(What is expected)
Copy word for word, please, the lines of the entries below running from the one containing "the black shorts." to the one containing "the blue stadium", both ends included.

(Dataset entries)
[Start of Attachment]

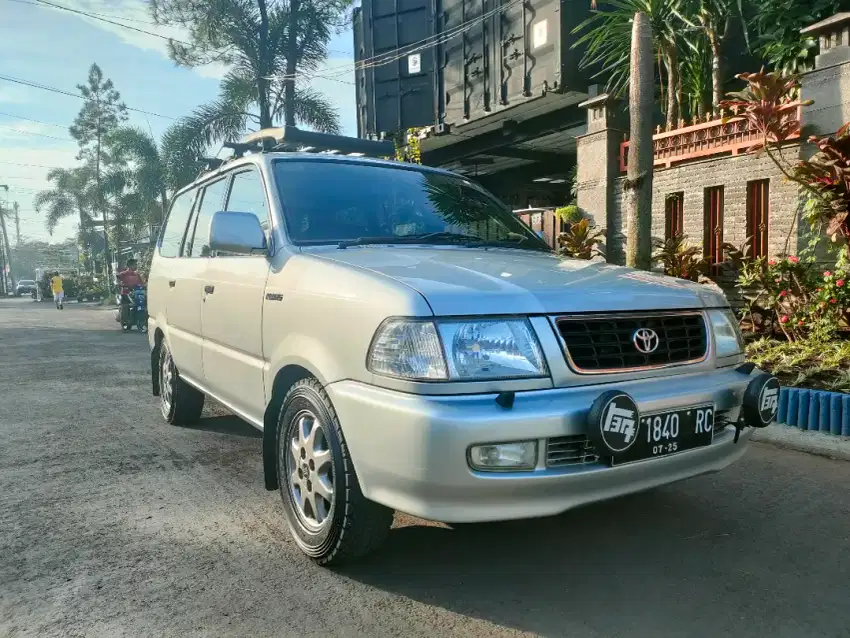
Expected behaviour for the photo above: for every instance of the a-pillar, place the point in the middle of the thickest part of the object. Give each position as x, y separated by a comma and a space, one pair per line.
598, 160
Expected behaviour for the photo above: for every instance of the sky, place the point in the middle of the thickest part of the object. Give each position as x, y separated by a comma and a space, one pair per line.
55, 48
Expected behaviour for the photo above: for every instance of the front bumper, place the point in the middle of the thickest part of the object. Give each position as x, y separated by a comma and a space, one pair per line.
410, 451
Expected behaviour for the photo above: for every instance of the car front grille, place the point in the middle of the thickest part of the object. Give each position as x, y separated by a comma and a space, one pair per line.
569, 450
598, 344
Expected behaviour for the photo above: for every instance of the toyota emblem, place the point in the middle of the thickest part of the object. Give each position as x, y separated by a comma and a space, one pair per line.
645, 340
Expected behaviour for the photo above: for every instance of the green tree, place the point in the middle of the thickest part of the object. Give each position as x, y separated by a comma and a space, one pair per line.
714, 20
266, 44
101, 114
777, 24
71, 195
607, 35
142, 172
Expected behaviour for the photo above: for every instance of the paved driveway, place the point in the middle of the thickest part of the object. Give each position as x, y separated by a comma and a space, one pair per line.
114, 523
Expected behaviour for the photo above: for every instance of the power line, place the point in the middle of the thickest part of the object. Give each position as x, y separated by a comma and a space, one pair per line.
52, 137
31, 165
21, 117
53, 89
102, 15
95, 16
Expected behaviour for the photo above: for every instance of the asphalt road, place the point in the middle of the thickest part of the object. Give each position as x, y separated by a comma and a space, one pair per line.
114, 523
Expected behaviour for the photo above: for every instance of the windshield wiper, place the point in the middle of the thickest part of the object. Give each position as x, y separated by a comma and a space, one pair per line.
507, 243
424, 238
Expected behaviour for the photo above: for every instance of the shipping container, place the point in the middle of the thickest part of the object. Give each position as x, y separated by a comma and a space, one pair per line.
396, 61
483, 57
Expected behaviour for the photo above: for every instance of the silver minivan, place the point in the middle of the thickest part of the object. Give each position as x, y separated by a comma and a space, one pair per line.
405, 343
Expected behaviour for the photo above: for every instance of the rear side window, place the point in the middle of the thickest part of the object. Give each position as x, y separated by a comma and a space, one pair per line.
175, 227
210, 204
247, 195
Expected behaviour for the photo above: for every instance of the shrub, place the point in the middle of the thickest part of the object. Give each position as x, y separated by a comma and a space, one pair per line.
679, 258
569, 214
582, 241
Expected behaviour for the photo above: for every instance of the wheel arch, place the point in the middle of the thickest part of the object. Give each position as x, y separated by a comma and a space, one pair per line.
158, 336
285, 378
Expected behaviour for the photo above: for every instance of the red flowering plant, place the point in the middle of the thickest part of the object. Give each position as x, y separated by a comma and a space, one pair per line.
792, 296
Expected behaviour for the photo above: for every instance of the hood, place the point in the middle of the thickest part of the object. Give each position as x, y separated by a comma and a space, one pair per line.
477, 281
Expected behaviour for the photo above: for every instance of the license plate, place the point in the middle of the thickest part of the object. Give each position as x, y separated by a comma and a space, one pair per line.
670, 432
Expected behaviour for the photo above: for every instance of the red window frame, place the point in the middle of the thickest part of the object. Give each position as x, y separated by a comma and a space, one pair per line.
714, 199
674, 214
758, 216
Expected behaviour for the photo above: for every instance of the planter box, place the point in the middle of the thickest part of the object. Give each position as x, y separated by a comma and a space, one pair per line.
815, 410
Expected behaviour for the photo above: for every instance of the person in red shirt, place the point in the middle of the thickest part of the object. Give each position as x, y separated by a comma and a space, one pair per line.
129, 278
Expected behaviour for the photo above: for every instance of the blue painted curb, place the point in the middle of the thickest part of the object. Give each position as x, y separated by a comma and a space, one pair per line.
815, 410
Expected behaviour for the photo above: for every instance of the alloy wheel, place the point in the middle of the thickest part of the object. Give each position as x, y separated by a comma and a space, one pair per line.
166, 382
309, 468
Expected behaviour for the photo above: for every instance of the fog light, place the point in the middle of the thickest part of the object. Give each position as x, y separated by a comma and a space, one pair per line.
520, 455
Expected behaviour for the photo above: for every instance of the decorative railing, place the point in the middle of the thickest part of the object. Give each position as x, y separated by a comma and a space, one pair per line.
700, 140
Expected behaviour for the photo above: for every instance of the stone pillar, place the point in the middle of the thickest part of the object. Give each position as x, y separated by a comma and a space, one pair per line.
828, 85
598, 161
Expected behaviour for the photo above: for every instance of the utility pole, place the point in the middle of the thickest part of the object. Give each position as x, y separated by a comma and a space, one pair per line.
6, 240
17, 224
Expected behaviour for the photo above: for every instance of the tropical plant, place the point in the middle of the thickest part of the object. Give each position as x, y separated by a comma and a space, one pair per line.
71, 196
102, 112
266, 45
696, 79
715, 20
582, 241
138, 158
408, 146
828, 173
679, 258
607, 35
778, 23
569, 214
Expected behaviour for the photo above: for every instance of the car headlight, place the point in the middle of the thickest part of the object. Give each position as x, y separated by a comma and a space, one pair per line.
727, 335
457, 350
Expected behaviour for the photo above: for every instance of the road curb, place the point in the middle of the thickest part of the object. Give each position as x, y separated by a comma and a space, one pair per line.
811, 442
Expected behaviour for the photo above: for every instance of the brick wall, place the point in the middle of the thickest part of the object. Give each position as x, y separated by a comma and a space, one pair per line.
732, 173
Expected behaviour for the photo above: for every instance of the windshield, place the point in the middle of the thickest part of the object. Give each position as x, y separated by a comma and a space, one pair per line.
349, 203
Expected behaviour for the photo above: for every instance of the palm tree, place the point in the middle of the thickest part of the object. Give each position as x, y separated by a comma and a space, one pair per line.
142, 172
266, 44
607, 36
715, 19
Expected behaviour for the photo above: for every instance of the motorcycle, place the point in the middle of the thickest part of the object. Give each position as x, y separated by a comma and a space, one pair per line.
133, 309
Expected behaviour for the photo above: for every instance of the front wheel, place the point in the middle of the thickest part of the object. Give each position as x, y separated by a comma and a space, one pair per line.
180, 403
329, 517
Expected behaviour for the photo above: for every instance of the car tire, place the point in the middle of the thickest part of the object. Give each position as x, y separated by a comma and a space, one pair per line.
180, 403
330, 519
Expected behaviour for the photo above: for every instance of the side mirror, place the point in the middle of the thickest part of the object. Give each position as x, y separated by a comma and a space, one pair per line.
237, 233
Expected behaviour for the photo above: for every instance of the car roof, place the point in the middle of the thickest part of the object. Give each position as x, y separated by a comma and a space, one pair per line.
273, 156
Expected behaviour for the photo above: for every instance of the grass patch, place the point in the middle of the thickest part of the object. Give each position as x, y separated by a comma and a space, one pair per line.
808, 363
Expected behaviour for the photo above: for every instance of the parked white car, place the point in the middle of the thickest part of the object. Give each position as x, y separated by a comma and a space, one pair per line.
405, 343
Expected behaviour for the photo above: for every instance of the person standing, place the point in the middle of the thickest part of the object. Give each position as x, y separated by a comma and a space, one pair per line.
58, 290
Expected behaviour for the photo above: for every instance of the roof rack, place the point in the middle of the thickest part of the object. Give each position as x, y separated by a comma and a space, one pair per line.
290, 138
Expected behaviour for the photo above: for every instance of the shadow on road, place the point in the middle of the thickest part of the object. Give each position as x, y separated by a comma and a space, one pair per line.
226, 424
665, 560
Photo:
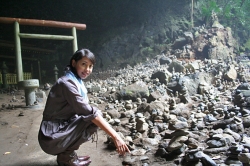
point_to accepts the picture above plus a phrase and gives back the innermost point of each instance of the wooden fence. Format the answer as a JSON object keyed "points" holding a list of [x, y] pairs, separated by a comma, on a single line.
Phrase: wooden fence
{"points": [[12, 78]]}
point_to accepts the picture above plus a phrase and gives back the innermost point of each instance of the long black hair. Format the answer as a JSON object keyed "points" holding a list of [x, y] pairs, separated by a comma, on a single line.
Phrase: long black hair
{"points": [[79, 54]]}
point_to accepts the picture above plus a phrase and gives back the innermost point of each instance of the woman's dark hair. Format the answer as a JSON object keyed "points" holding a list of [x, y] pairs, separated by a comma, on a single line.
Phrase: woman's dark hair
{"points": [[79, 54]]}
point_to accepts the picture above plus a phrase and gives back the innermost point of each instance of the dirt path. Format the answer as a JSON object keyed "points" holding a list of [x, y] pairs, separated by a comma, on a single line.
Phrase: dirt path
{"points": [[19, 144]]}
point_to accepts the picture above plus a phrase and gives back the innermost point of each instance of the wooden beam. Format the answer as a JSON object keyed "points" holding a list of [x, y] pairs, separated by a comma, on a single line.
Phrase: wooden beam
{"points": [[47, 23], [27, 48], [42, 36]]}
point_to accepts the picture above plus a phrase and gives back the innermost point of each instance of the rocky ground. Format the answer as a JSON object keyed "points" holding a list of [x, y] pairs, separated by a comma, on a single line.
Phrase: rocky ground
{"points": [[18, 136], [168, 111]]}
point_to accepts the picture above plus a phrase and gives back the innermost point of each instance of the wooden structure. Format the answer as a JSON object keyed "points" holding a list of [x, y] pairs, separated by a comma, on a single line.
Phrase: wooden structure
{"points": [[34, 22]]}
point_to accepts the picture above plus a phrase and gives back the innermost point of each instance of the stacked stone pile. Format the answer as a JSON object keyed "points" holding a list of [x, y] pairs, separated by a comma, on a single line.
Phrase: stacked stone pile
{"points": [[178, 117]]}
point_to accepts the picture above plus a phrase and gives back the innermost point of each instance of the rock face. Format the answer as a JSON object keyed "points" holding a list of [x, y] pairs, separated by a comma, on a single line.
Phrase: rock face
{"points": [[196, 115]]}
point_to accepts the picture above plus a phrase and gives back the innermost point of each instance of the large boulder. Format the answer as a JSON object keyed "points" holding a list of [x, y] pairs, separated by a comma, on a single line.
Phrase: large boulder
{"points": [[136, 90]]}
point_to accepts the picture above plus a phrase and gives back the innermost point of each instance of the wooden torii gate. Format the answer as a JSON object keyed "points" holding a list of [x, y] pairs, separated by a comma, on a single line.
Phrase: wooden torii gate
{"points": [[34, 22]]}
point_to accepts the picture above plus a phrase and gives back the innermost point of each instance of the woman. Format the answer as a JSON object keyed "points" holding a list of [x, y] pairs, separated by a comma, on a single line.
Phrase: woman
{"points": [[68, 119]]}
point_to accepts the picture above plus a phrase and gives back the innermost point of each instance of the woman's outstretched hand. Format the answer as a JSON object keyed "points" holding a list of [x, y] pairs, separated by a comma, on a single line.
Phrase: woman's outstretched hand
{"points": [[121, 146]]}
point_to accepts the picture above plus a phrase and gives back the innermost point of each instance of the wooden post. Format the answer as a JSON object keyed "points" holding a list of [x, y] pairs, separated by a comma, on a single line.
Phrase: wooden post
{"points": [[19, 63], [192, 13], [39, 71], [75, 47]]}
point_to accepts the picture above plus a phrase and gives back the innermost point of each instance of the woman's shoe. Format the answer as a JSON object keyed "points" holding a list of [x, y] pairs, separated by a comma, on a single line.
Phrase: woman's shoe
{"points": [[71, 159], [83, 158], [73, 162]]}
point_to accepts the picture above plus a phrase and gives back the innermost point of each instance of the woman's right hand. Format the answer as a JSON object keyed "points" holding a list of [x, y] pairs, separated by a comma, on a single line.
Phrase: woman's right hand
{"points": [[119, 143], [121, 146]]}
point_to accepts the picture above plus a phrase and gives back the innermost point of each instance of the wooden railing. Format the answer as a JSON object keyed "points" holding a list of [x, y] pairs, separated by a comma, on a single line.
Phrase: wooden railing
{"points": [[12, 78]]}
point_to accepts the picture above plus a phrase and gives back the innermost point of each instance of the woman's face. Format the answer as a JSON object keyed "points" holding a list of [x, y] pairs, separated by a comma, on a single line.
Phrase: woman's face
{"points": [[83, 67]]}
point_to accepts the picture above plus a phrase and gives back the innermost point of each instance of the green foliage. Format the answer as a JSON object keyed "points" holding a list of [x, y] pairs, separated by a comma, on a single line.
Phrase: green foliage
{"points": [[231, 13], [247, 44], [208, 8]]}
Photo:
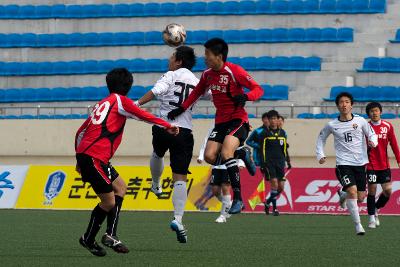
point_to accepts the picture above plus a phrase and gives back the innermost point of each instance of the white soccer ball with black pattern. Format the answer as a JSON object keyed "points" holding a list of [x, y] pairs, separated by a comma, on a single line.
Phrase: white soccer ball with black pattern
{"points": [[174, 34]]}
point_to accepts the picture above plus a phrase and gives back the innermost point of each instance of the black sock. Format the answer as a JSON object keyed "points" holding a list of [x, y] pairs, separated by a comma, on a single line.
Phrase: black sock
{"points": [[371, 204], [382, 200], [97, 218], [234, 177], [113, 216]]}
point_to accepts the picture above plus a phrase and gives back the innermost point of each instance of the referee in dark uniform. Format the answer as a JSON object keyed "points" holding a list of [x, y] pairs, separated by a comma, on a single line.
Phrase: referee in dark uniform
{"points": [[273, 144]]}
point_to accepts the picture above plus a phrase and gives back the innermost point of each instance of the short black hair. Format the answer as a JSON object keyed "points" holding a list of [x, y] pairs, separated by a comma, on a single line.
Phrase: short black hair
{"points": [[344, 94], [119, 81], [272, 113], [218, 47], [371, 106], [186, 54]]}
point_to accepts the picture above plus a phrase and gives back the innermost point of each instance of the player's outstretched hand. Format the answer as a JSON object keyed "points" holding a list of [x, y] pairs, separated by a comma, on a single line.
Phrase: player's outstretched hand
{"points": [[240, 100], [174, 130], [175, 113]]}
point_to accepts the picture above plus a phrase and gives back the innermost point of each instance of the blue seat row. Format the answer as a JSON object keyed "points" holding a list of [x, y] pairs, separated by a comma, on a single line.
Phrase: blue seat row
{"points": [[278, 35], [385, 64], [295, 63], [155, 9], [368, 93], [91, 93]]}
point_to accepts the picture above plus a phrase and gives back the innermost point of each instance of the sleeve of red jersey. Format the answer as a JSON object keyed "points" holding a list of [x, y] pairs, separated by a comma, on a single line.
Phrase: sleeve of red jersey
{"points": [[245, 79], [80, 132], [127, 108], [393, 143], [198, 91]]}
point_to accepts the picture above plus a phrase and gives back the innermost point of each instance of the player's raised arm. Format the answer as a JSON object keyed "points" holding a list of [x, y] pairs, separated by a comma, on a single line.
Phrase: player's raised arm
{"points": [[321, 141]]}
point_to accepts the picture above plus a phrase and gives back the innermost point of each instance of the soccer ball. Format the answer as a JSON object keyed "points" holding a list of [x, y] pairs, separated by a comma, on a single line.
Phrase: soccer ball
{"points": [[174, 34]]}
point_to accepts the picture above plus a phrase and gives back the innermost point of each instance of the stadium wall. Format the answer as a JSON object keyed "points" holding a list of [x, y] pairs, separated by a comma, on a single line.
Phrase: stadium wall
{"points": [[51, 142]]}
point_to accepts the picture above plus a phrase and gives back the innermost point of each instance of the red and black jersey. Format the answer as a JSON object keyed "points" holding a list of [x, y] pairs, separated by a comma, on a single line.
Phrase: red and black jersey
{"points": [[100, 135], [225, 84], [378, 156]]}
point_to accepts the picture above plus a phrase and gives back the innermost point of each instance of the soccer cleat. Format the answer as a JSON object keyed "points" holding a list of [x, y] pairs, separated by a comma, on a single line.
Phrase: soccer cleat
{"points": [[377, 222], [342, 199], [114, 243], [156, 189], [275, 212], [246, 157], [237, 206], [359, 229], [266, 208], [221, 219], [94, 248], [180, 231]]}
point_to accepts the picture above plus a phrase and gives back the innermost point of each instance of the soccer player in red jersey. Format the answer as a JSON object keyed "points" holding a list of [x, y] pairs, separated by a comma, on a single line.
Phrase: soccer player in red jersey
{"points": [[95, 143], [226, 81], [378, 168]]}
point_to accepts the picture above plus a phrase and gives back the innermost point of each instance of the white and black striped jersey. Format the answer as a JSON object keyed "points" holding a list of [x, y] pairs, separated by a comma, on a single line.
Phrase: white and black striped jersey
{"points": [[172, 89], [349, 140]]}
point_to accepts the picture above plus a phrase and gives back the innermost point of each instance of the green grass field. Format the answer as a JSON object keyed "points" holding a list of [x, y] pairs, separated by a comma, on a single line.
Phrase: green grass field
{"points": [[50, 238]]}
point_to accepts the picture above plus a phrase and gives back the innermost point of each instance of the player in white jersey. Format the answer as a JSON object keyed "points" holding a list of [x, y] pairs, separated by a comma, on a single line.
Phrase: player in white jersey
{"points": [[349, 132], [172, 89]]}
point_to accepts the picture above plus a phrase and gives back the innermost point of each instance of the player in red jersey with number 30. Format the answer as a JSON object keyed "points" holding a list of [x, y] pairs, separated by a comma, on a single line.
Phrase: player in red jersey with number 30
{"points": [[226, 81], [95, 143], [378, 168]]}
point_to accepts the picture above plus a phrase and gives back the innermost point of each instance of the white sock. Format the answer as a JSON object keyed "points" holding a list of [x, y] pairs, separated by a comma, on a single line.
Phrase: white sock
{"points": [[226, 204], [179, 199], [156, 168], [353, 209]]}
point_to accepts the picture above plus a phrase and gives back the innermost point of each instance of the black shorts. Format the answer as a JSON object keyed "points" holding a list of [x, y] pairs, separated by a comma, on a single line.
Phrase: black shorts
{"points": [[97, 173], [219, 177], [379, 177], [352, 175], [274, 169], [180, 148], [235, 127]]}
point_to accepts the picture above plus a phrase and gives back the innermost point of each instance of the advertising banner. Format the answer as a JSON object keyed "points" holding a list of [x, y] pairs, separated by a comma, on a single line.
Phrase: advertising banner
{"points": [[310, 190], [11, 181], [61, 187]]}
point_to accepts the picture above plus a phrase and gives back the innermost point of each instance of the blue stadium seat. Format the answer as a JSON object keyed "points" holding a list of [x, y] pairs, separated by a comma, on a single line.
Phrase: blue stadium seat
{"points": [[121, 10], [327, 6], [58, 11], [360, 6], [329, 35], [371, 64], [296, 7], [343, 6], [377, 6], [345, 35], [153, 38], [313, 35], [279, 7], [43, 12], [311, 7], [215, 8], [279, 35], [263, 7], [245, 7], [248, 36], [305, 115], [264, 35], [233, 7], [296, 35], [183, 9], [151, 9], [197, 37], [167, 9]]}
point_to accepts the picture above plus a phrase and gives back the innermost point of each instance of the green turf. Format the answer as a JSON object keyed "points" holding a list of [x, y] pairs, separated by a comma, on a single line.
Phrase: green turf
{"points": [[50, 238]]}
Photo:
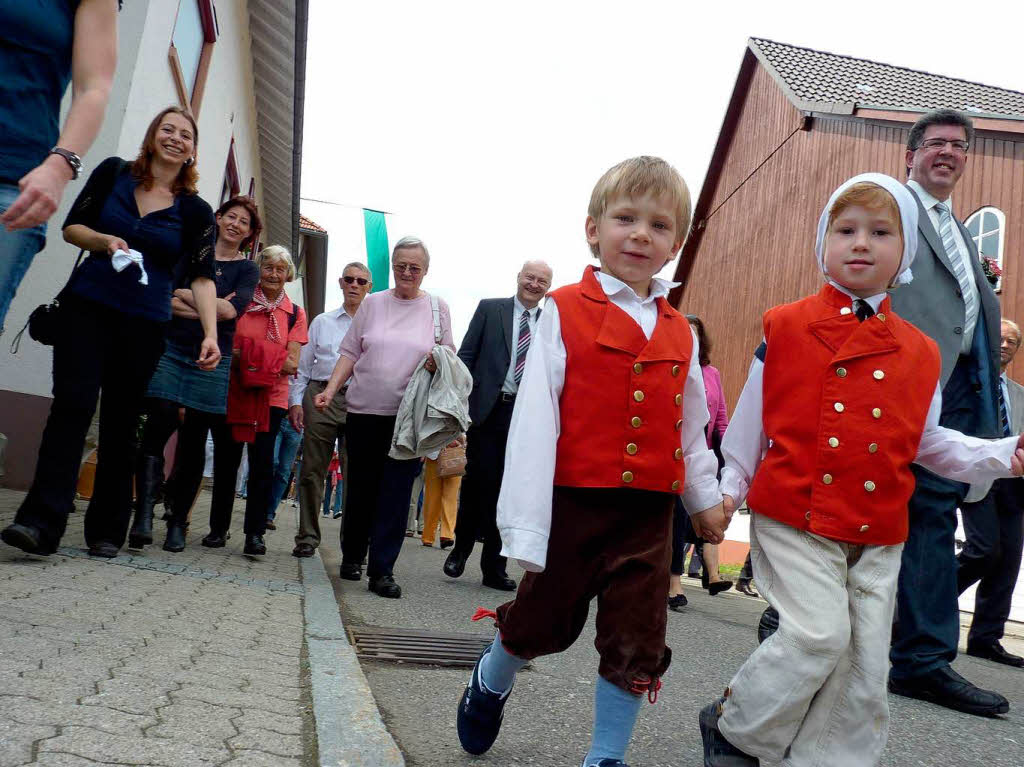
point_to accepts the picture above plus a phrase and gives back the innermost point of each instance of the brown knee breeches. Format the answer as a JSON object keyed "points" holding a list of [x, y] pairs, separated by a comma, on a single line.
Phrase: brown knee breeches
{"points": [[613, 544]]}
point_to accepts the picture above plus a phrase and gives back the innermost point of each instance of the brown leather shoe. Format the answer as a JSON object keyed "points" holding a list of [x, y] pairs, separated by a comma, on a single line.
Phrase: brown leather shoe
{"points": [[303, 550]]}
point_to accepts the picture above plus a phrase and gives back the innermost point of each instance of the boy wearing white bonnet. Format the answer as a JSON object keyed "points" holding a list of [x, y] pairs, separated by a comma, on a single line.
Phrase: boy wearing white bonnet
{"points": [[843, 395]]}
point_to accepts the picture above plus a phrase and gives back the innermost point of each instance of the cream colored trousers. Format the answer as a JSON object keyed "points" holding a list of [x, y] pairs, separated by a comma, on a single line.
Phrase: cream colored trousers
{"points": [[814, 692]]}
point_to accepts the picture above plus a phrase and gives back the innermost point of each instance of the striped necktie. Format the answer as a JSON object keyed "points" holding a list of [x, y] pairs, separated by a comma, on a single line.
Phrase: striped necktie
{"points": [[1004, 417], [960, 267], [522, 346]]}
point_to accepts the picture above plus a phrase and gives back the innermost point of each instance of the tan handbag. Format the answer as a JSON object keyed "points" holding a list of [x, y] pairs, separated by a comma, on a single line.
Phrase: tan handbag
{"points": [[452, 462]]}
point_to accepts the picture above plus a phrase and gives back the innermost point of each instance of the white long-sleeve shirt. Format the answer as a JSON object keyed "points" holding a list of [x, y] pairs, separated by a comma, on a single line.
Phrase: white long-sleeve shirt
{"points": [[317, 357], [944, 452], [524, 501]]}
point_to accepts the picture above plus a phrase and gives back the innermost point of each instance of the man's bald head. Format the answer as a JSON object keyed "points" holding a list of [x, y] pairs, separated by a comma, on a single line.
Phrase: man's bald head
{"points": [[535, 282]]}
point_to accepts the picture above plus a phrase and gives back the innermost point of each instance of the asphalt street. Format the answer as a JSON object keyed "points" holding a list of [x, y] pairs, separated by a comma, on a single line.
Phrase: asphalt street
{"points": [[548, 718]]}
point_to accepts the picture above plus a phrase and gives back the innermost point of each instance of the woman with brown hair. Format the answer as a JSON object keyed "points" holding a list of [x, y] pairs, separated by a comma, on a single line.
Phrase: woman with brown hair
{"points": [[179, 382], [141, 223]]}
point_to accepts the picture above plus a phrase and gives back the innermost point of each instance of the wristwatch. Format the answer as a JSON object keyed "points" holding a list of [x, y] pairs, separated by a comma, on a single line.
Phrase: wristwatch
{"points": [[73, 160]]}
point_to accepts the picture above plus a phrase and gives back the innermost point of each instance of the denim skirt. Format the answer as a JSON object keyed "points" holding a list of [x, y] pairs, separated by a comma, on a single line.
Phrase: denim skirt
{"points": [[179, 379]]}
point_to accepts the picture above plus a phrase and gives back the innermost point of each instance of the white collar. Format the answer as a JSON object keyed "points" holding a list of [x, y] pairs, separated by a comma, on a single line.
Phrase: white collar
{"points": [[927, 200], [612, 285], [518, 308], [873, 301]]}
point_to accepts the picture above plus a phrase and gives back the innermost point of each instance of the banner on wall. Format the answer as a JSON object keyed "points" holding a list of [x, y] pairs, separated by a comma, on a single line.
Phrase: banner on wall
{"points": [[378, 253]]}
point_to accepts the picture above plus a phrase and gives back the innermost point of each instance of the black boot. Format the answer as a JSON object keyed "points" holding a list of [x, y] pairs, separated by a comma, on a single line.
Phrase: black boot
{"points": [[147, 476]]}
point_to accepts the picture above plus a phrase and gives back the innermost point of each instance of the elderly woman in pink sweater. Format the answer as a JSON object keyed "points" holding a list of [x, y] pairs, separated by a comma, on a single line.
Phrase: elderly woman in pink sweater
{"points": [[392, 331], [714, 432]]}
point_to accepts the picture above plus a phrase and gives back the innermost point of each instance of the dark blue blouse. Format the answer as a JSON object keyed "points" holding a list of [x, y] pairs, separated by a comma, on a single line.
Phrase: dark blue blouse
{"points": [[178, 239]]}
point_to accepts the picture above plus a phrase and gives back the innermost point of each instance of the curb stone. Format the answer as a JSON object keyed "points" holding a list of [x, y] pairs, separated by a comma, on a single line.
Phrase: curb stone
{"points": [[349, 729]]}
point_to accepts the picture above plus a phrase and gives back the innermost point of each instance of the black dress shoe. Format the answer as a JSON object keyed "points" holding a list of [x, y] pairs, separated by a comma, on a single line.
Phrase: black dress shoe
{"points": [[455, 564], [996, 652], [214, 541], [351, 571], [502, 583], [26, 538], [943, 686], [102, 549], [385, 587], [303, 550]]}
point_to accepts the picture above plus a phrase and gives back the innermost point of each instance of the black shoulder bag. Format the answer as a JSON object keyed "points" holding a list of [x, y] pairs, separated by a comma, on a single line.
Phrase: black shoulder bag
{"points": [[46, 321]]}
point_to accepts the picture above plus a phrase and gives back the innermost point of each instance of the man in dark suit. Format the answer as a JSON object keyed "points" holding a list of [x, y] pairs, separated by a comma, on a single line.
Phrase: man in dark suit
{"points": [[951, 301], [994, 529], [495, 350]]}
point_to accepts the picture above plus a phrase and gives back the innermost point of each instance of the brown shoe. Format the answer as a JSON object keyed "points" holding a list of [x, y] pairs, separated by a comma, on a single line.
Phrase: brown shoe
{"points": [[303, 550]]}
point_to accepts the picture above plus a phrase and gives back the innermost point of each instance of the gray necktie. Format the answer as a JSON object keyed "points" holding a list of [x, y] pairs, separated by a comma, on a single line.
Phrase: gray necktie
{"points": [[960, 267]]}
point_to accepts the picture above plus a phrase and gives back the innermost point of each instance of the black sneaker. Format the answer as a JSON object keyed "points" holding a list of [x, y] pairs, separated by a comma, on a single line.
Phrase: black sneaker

[End of Attachment]

(Output of the exercise)
point_to accepts the picture above plus a phrase and gives back the innermost point of each instance of the black shorts. Format the answer as a JSON object keyed "points" holding a list of [x, y] pairs, separated by a comma, on a single line.
Phrase: black shorts
{"points": [[97, 173], [219, 177], [379, 177], [352, 175], [274, 169], [180, 148], [235, 127]]}
point_to accepts the picture above plus a phrase and gives back the innermost point of each instance of the advertising banner. Format the answer as a JSON object keyed "points" holding a list of [x, y] pairs, separated by a comma, on a single line.
Phrase: advertising banner
{"points": [[310, 190], [11, 181], [61, 187]]}
point_to accepts the picture above plus a phrase and gives back the innermost point of each instance of the blue stadium seat. Format the answer as a JSON object keyed "points" holding a list of [x, y] pairs, separated by a comma, on a single line.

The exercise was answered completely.